* _PASSAGE CITÉ_
Rédiger l’introduction

C’est une partie à soigner particulièrement, car c’est elle qui montre au correcteur si le sujet a été compris ou non. Elle a pour but d’expliquer le sens de la question posée. Ce qui peut se faire de deux façons :

La question est posée autrement. Exemple, la question « L’histoire n’est-elle qu’un éternel recommencement ? » peut être mise sous la forme : « Au-delà de l’apparente nouveauté des événements, l’histoire ne ferait-elle que reproduire les mêmes faits ? » Il faut expliquer pourquoi la question peut se poser.

Les termes sont définis. Par exemple, sur l’histoire, on attend que le candidat lève l’équivoque, « histoire » en français signifiant deux choses au moins : la réalité du passé humain et la discipline qui l’étudie. Pour l’exemple cité, le candidat prendra soin de préciser que la question porte sur l’histoire comme réalité et non sur l’histoire comme science.

Une introduction ne devrait pas faire moins d’une quinzaine de lignes.

Allez directement au sujet. Ne remontez pas au Déluge, ne tournez pas autour du pot.

Doit-on annoncer le plan en fin d’introduction ?

Sur ce point, les professeurs ne sont pas d’accord eux-mêmes : certains le conseillent, d’autres le déconseillent. Le meilleur serait donc d’adopter une solution moyenne : le faire mais avec souplesse et légèreté !

* _DONNÉES_
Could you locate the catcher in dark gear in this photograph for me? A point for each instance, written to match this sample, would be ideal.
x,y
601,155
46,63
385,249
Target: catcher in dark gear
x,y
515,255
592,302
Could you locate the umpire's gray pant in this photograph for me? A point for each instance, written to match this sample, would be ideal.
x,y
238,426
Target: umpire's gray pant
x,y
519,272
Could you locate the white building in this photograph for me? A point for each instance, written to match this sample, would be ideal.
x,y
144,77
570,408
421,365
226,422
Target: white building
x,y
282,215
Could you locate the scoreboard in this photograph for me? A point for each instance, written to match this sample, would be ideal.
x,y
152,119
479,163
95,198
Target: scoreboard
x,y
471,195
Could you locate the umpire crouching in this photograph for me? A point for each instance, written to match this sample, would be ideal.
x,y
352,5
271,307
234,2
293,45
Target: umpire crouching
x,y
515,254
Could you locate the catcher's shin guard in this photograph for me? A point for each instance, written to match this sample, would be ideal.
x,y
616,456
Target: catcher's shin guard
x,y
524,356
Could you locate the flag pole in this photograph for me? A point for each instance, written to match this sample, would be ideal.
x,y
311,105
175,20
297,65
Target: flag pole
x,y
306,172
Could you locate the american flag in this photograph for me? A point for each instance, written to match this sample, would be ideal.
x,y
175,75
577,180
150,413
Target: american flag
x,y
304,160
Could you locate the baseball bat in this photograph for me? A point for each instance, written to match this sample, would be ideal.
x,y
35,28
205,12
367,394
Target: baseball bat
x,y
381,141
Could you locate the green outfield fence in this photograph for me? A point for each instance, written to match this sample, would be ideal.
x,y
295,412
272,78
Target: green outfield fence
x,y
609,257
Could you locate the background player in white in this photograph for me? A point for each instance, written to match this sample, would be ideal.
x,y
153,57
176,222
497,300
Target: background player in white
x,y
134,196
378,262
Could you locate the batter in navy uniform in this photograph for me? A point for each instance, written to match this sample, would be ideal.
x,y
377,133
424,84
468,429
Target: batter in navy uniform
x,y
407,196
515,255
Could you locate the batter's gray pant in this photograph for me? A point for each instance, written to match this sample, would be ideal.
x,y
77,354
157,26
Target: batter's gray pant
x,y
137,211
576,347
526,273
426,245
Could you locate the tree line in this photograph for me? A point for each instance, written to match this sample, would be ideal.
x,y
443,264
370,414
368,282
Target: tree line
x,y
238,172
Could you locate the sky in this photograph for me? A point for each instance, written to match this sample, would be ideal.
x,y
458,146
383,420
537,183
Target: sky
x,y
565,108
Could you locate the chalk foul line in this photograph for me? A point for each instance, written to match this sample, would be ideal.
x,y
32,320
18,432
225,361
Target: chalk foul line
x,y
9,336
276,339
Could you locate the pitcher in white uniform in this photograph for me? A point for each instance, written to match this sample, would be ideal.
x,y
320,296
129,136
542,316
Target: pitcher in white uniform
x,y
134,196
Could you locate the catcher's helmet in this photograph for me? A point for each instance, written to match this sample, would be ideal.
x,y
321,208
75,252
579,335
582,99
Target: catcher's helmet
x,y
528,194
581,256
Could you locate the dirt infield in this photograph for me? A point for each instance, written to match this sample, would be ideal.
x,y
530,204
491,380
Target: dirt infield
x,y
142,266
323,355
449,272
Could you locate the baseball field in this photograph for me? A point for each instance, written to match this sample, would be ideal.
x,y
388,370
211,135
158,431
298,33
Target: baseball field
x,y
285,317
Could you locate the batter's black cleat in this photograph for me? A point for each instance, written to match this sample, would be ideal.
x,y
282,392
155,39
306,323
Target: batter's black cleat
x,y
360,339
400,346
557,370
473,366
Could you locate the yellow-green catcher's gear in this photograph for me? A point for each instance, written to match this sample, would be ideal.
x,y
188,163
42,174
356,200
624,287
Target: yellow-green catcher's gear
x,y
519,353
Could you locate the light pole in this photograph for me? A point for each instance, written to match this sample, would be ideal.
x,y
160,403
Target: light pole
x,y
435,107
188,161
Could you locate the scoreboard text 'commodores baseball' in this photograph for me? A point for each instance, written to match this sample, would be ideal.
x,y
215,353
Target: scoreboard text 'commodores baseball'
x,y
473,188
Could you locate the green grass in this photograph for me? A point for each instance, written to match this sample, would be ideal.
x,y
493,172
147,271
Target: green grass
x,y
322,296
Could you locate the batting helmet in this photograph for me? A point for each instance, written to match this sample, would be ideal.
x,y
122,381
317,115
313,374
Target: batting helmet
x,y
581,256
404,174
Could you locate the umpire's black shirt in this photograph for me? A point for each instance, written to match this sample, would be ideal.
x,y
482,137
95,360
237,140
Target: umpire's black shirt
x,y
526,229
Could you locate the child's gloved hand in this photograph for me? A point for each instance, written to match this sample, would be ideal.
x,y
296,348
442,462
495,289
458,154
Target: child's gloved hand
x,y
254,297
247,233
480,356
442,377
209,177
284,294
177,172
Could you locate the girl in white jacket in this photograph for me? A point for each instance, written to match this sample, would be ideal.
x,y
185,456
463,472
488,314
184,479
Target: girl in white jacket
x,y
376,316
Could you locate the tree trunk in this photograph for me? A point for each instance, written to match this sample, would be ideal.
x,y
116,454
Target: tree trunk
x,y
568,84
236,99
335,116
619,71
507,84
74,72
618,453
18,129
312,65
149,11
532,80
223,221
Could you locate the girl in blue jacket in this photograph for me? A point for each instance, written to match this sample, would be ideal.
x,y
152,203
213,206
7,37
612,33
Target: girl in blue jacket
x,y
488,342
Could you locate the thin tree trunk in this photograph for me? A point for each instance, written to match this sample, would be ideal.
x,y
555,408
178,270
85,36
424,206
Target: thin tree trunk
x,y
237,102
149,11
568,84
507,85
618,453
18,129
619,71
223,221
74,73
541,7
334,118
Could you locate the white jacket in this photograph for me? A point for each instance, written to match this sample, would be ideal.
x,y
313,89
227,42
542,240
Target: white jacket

* _CONSIGNE_
Reproduisez à l’identique, du titre à la dernière phrase, le passage sur la rédaction de l’introduction.

* _RÉSULTAT OBTENU_
Rédiger l’introduction

C’est une partie à soigner particulièrement, car c’est elle qui montre au correcteur si le sujet a été compris ou non. Elle a pour but d’expliquer le sens de la question posée. Ce qui peut se faire de deux façons :

La question est posée autrement. Exemple, la question « L’histoire n’est-elle qu’un éternel recommencement ? » peut être mise sous la forme : « Au-delà de l’apparente nouveauté des événements, l’histoire ne ferait-elle que reproduire les mêmes faits ? » Il faut expliquer pourquoi la question peut se poser.

Les termes sont définis. Par exemple, sur l’histoire, on attend que le candidat lève l’équivoque, « histoire » en français signifiant deux choses au moins : la réalité du passé humain et la discipline qui l’étudie. Pour l’exemple cité, le candidat prendra soin de préciser que la question porte sur l’histoire comme réalité et non sur l’histoire comme science.

Une introduction ne devrait pas faire moins d’une quinzaine de lignes.

Allez directement au sujet. Ne remontez pas au Déluge, ne tournez pas autour du pot.

Doit-on annoncer le plan en fin d’introduction ?

Sur ce point, les professeurs ne sont pas d’accord eux-mêmes : certains le conseillent, d’autres le déconseillent. Le meilleur serait donc d’adopter une solution moyenne : le faire mais avec souplesse et légèreté !